Task goal: The exercise calls for every entry that follows to be repeated exactly.

Saved entries:

......

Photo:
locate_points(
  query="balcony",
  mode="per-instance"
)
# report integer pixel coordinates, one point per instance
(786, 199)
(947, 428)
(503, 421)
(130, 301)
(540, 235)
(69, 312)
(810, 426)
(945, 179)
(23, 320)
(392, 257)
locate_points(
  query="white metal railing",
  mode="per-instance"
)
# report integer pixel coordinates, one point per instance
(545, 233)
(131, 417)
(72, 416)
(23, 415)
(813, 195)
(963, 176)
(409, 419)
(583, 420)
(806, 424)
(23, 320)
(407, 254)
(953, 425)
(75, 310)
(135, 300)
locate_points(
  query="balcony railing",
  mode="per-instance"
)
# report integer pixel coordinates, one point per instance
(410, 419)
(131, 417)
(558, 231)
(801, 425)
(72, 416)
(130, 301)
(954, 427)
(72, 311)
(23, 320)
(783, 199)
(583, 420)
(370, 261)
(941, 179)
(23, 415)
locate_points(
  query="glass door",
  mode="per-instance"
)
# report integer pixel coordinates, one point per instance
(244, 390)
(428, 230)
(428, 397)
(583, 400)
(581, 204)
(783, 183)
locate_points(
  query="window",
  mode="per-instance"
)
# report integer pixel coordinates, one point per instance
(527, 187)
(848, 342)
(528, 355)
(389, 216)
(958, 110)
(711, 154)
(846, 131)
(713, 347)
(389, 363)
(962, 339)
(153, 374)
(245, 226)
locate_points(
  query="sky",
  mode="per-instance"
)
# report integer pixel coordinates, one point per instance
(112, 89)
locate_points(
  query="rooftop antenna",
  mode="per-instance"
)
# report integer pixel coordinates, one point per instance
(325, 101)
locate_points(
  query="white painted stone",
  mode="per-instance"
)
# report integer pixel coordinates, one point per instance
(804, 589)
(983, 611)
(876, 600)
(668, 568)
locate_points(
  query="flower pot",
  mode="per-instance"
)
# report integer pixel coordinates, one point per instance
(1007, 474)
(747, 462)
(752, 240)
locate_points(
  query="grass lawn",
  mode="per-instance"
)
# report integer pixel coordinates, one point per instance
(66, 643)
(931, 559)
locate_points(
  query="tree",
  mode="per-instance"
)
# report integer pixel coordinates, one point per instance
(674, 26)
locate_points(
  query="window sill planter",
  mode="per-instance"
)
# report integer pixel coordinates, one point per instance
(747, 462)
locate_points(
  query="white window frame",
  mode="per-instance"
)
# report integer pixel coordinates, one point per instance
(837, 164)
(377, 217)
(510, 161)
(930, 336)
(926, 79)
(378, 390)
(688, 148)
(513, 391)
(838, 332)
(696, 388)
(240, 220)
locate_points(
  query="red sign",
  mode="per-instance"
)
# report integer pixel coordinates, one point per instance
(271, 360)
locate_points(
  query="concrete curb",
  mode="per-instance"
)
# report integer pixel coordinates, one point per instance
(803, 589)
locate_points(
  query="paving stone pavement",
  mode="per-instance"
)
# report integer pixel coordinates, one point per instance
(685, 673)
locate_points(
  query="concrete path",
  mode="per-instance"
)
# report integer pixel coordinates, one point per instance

......

Task result:
Photo:
locate_points(
  query="balcony",
  mode="per-instance"
)
# report integer pixel coordinates, one point per instance
(786, 199)
(947, 428)
(503, 421)
(130, 301)
(540, 235)
(69, 312)
(810, 426)
(945, 179)
(23, 320)
(392, 257)
locate_points(
  query="white metal railing",
  mode="per-instance"
)
# report integer pixel coordinates, one point per instance
(545, 233)
(131, 417)
(72, 416)
(23, 415)
(813, 195)
(963, 176)
(409, 419)
(583, 420)
(806, 424)
(23, 320)
(407, 254)
(953, 425)
(75, 310)
(135, 300)
locate_points(
  query="balcony railing",
  mode="per-instance"
)
# report integer pixel coordinates, one point per instance
(410, 419)
(131, 417)
(558, 231)
(801, 425)
(72, 416)
(130, 301)
(954, 427)
(72, 311)
(23, 320)
(783, 199)
(583, 420)
(370, 261)
(941, 179)
(23, 415)
locate_points(
  query="glass door",
  mode="per-instance"
)
# report integer pixel coordinates, one point per instance
(244, 390)
(428, 230)
(428, 397)
(583, 400)
(581, 204)
(783, 183)
locate_points(
  query="window",
  mode="per-instance"
)
# report integer pixel coordinates, one point per instance
(527, 187)
(848, 342)
(528, 355)
(389, 216)
(958, 110)
(711, 154)
(846, 131)
(713, 347)
(389, 363)
(962, 339)
(153, 374)
(245, 226)
locate_points(
  query="sky",
  mode="per-instance"
)
# report integer pixel coordinates, one point per instance
(112, 89)
locate_points(
  query="rooftop antenna",
  mode="per-instance"
)
# report integer pixel coordinates, one point per instance
(325, 101)
locate_points(
  query="white painted stone",
  mode="per-instance"
)
# report integer pixel coordinates, one point per instance
(804, 589)
(983, 611)
(876, 600)
(668, 568)
locate_points(
  query="flower pot",
  mode="per-instance"
)
# report integer pixel coordinates, one point per instance
(1007, 474)
(747, 462)
(752, 240)
locate_points(
  query="grass lawn",
  mode="per-instance"
)
# report integer pixel coordinates, one point per instance
(66, 643)
(931, 559)
locate_points(
  query="tree",
  mode="per-instance"
)
# report integer pixel coordinates, one point per instance
(674, 26)
locate_points(
  query="window sill planter",
  mode="per-instance"
)
# report integer pixel coordinates, one point per instance
(747, 462)
locate_points(
  query="white window frame",
  mode="per-instance"
)
# report integer pixel coordinates, one point per instance
(837, 164)
(377, 217)
(510, 161)
(930, 336)
(926, 79)
(378, 390)
(688, 148)
(513, 391)
(838, 332)
(696, 388)
(240, 220)
locate_points(
  query="red sign",
  mode="per-instance"
)
# report integer pixel coordinates, one point per instance
(271, 360)
locate_points(
  query="concrete curb",
  mode="per-instance"
)
# report integer pixel coordinates, one point per instance
(803, 589)
locate_points(
  query="paving stone pavement",
  mode="per-instance"
)
# report integer pixel coordinates, one point per instance
(685, 673)
locate_points(
  query="concrete path",
  mode="per-instance"
)
# report integer pixel coordinates, one point per instance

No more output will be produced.